--- START ---

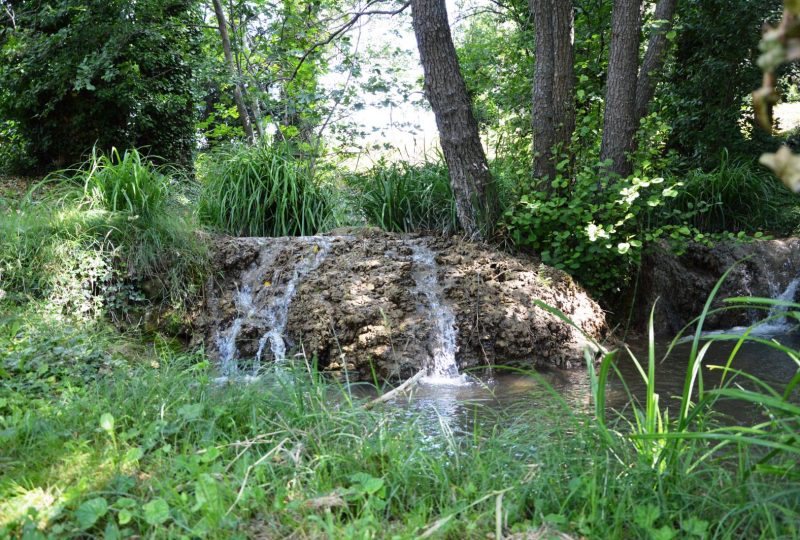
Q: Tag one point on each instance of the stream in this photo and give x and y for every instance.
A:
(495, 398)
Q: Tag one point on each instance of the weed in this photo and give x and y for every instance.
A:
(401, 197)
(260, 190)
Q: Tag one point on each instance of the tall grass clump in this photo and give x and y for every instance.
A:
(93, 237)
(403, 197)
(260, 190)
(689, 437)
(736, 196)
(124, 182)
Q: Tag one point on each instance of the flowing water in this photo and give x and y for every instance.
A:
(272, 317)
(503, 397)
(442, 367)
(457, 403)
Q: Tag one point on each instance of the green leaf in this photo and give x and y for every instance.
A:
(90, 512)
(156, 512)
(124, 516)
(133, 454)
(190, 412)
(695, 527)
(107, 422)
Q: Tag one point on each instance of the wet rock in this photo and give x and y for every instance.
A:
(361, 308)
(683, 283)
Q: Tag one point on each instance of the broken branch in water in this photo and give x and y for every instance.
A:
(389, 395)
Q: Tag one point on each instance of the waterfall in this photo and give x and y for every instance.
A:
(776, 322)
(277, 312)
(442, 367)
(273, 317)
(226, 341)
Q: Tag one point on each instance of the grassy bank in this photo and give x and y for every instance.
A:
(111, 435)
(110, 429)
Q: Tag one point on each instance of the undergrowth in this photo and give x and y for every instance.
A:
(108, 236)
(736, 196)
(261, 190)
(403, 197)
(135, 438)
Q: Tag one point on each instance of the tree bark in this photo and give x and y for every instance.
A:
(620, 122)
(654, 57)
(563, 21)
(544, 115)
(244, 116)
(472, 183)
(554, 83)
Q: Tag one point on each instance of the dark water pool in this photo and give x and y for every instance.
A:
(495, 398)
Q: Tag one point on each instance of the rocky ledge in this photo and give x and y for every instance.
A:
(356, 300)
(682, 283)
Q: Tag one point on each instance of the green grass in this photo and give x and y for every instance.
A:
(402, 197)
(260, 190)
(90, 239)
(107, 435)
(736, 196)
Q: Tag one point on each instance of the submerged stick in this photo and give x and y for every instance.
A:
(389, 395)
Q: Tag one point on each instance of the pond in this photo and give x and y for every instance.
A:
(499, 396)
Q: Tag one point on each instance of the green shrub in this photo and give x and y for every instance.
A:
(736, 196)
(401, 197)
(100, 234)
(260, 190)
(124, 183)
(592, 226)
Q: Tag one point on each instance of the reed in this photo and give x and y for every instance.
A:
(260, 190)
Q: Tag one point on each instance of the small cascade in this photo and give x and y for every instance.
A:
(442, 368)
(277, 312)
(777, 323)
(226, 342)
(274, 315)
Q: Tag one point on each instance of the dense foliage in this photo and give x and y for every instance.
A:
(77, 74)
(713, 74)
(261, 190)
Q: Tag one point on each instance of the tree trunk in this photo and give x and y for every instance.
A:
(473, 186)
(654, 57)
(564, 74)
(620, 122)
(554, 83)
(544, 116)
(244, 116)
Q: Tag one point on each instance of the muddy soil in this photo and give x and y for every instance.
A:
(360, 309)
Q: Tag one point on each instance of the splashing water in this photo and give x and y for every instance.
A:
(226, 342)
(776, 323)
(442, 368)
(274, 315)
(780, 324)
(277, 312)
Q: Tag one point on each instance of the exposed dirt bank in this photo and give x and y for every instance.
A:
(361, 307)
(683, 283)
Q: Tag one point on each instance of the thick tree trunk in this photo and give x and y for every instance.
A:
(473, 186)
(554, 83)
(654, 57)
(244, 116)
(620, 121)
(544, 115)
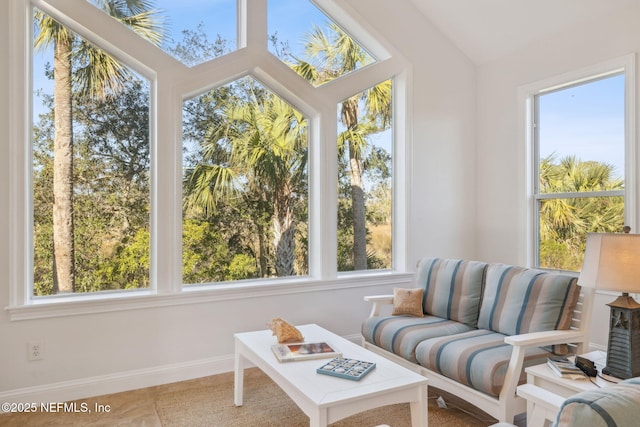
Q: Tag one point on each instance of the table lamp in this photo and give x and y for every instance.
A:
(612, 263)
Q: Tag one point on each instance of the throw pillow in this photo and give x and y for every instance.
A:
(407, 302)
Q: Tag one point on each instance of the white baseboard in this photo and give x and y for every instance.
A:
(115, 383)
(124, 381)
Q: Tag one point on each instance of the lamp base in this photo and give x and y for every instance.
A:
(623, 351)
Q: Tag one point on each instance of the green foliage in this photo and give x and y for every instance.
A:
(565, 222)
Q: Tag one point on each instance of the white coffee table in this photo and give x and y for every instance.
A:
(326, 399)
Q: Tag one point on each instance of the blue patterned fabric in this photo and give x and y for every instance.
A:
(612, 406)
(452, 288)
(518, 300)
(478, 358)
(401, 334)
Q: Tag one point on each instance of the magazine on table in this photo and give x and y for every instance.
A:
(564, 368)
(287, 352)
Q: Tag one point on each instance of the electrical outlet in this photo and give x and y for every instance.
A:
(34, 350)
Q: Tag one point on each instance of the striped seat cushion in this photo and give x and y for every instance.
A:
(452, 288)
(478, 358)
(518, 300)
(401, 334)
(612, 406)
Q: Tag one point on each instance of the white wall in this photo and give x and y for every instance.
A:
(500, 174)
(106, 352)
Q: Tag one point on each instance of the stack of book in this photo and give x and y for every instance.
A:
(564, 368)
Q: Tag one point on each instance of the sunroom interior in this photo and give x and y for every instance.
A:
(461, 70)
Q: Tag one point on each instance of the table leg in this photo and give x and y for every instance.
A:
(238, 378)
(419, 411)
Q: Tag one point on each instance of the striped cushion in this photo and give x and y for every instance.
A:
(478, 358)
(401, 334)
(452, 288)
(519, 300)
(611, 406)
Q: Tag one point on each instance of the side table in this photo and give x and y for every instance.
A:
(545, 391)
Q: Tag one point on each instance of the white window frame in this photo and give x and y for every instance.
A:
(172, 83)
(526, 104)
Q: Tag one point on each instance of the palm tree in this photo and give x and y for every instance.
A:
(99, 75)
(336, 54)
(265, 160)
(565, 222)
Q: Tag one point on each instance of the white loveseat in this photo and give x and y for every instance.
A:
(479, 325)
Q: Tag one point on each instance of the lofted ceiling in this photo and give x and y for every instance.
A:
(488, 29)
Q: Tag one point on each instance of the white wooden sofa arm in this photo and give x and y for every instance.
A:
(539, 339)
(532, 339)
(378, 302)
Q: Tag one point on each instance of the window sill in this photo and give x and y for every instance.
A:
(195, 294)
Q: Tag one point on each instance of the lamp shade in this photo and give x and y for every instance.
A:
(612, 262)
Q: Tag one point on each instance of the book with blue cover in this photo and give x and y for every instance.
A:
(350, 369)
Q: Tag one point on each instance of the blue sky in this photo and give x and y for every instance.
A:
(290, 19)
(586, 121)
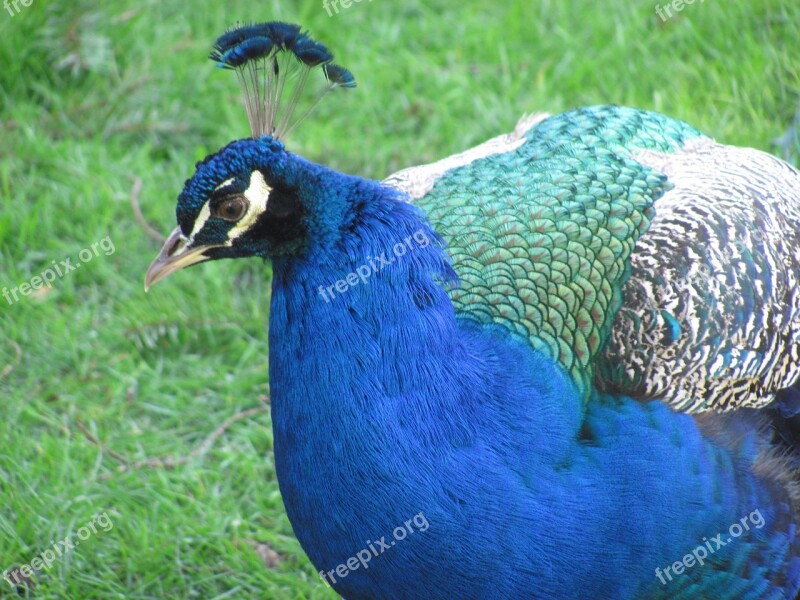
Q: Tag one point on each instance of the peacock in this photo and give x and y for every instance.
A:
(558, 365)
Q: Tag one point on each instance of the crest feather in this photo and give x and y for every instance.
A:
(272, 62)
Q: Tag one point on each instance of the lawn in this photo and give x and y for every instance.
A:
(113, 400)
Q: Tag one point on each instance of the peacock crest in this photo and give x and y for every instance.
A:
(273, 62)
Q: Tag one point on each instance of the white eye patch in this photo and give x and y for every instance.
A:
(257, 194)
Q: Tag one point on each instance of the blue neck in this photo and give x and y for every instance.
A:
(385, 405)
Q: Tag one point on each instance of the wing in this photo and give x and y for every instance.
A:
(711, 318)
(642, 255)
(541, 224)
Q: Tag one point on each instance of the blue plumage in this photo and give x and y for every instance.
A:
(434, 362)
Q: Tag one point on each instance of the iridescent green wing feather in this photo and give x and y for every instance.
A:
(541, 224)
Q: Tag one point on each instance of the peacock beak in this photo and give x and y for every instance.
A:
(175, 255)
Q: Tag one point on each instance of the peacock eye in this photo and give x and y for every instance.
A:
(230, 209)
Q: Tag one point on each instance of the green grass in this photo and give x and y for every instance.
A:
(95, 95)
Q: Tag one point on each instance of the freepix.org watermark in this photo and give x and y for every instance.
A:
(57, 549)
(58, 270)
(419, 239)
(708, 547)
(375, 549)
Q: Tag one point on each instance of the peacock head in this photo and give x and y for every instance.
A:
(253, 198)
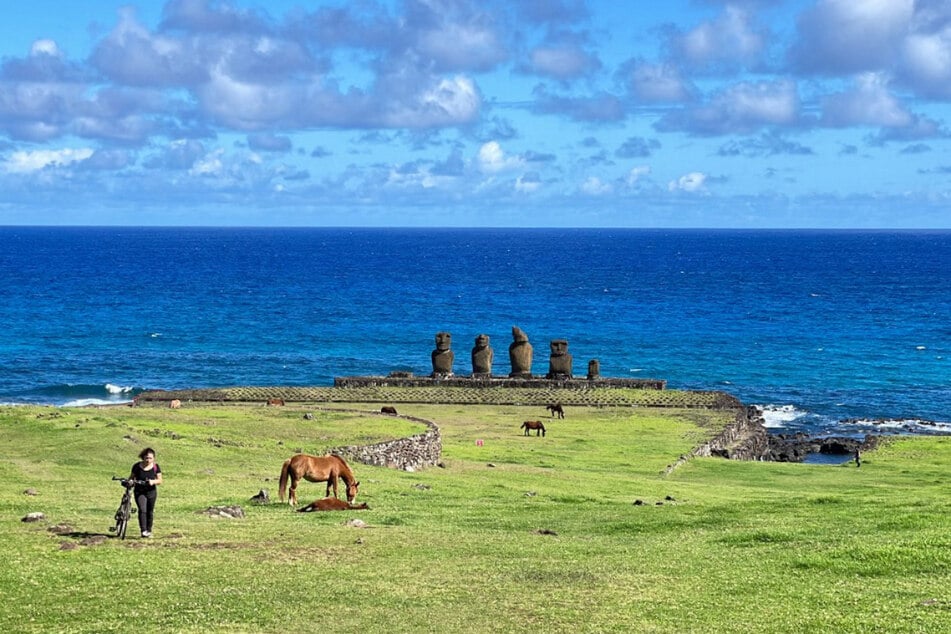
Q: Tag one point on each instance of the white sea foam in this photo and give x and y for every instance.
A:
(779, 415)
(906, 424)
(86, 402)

--- END ---
--- START ---

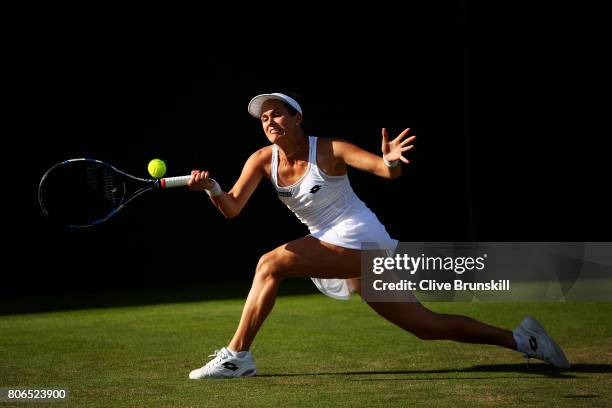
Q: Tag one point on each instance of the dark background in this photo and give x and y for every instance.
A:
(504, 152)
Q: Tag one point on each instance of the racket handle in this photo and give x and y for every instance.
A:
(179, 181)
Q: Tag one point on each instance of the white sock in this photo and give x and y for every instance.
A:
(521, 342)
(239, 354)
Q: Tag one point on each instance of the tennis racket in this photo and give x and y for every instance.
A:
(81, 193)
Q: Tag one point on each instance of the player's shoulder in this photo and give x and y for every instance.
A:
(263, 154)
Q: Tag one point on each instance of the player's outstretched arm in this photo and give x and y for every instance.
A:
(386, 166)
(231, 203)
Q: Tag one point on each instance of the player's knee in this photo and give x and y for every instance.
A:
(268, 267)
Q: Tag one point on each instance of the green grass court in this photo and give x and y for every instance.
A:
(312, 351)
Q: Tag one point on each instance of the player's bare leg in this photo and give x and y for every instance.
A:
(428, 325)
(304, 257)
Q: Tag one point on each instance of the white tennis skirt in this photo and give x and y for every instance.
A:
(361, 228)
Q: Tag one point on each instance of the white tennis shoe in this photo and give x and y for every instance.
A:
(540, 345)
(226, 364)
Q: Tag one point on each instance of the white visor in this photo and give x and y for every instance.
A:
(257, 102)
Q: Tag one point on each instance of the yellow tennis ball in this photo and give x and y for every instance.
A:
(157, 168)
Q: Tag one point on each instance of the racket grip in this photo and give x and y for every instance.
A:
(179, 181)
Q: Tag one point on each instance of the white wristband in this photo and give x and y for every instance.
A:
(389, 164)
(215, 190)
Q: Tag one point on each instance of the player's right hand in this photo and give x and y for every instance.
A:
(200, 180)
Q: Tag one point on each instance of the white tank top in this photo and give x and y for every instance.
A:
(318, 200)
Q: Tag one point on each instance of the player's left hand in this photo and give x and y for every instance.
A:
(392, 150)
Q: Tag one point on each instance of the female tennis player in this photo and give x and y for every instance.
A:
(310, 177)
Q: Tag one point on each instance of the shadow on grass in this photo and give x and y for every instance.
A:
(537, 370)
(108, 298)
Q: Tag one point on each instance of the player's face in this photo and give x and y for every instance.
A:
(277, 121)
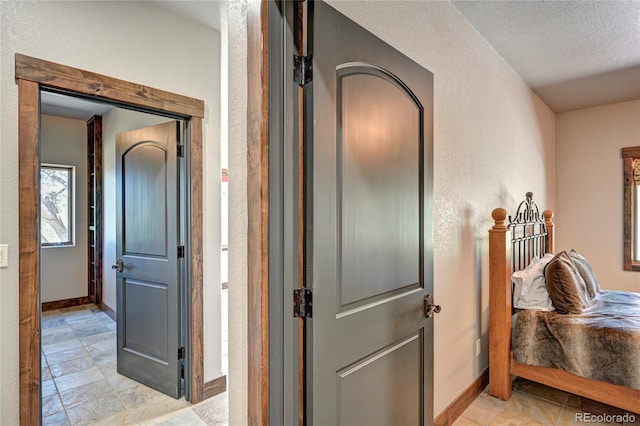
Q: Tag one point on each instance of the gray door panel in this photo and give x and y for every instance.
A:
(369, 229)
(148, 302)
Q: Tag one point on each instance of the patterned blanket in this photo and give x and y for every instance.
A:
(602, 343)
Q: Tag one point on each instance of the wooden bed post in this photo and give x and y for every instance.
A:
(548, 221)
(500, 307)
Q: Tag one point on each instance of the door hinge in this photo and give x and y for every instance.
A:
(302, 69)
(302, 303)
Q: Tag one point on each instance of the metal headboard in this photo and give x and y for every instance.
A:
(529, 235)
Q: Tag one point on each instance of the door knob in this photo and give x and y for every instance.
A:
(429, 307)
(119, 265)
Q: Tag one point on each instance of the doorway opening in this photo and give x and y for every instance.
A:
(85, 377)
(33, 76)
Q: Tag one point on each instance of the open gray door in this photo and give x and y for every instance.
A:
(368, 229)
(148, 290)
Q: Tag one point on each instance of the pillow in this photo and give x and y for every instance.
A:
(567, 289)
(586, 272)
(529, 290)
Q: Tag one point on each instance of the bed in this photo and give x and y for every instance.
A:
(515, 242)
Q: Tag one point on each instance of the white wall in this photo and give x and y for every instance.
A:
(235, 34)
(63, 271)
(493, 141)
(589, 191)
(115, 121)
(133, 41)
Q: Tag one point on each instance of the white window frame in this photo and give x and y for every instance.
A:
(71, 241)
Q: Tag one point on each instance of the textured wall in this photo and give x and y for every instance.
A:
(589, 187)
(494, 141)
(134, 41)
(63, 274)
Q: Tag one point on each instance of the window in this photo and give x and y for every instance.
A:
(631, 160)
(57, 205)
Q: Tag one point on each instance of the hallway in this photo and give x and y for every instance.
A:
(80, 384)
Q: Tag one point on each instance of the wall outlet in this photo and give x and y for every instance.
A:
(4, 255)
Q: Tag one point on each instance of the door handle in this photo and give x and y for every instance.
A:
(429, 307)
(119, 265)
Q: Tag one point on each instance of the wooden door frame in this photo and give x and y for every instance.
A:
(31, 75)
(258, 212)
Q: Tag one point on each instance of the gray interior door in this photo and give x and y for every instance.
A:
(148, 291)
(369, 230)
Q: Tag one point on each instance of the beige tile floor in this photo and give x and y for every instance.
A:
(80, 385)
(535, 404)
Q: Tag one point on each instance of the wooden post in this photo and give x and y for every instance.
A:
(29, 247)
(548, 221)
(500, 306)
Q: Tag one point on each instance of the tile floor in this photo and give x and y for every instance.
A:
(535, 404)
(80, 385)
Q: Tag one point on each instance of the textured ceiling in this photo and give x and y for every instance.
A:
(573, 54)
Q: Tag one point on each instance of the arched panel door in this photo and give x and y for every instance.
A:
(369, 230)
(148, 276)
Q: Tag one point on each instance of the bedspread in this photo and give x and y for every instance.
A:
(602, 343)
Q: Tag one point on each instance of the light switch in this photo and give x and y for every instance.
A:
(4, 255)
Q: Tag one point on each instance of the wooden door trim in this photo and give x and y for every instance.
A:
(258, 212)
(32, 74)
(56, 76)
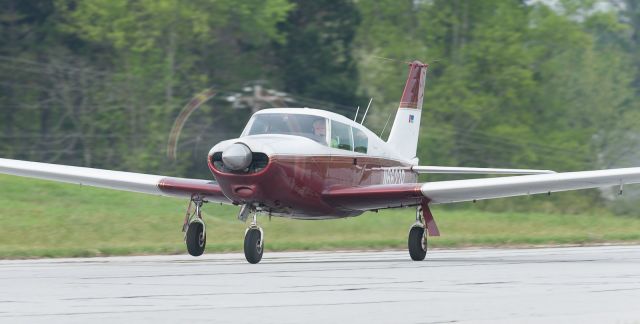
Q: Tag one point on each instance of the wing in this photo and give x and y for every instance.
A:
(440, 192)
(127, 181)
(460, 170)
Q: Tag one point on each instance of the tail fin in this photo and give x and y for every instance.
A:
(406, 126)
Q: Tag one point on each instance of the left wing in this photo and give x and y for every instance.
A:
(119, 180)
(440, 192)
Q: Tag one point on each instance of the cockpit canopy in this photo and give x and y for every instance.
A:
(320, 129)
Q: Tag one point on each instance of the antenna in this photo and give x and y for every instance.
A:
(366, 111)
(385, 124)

--- END ---
--- START ---

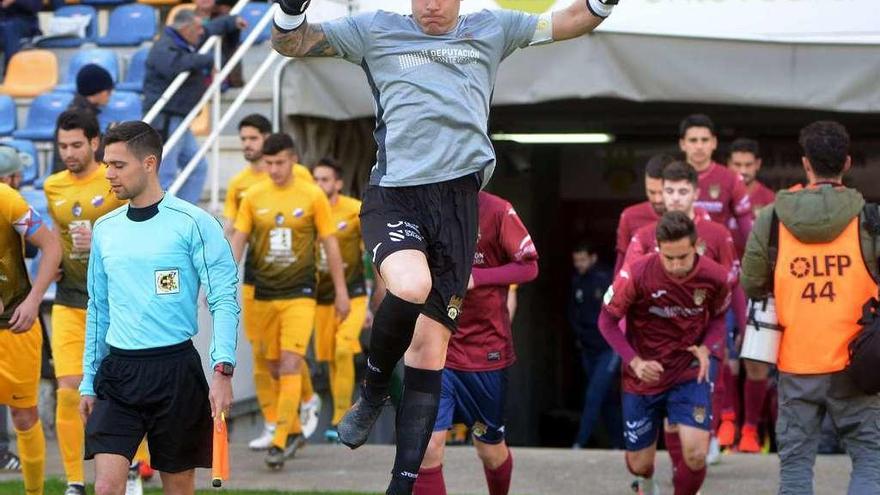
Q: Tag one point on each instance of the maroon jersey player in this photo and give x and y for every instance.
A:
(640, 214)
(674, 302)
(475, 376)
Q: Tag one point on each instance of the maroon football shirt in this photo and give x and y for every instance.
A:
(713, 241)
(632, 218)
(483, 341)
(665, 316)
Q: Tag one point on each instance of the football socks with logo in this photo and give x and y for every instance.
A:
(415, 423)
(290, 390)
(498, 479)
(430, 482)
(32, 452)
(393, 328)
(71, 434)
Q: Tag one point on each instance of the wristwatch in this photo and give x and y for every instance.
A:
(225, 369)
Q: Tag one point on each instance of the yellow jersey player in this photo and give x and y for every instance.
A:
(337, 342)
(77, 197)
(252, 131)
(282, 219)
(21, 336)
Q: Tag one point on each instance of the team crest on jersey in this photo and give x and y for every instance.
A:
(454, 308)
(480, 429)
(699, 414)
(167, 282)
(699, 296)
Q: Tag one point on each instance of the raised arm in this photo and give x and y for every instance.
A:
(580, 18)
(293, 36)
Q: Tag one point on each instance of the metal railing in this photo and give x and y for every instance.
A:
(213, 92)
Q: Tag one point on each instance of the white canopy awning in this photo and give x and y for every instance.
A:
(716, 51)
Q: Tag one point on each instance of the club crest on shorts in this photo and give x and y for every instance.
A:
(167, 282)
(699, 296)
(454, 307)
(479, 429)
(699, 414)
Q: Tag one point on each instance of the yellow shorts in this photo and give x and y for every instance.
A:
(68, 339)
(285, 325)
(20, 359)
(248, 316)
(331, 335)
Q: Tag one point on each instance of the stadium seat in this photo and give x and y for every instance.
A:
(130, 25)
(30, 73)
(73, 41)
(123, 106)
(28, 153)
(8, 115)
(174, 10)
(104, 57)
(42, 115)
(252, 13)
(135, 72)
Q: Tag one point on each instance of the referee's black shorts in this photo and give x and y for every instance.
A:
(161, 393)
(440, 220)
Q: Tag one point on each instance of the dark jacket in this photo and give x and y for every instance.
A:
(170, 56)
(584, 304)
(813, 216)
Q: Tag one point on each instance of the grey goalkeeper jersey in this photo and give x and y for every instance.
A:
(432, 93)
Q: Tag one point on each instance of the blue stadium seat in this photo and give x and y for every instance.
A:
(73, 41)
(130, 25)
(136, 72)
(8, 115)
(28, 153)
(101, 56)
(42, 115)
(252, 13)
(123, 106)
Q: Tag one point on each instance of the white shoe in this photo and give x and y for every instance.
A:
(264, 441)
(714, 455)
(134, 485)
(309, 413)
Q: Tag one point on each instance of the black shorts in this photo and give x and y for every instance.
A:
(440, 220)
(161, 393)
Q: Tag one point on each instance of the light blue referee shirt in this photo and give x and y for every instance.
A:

--- END ---

- [Required action]
The range runs from the line with "Q: Tag one point on each instance of the stream" up to and including the line with "Q: Tag one point on each instance of the wet" in the listing above; please write out exactly those lines and nothing more.

- [Task answer]
Q: Tag one point on each instance of the stream in this photo and give x and y for every instance.
A:
(495, 398)
Q: Tag one point on each instance of the weed in this photo and give x and y for every instance.
A:
(401, 197)
(260, 190)
Q: Tag one point on each instance of the tall grass clump in this photo and give x and y for every instance.
A:
(93, 237)
(403, 197)
(260, 190)
(689, 437)
(736, 196)
(124, 182)
Q: Tag one point on each instance of the flowing water in this photo and give x and y for every instance.
A:
(272, 317)
(503, 397)
(442, 367)
(457, 403)
Q: Tag one point on each instance of the green leaf in this photo and give x and y for every instance.
A:
(90, 512)
(156, 512)
(124, 516)
(133, 454)
(190, 412)
(695, 527)
(107, 422)
Q: Tag one point on each instance of the wet rock in this photo and give x and y for every instance.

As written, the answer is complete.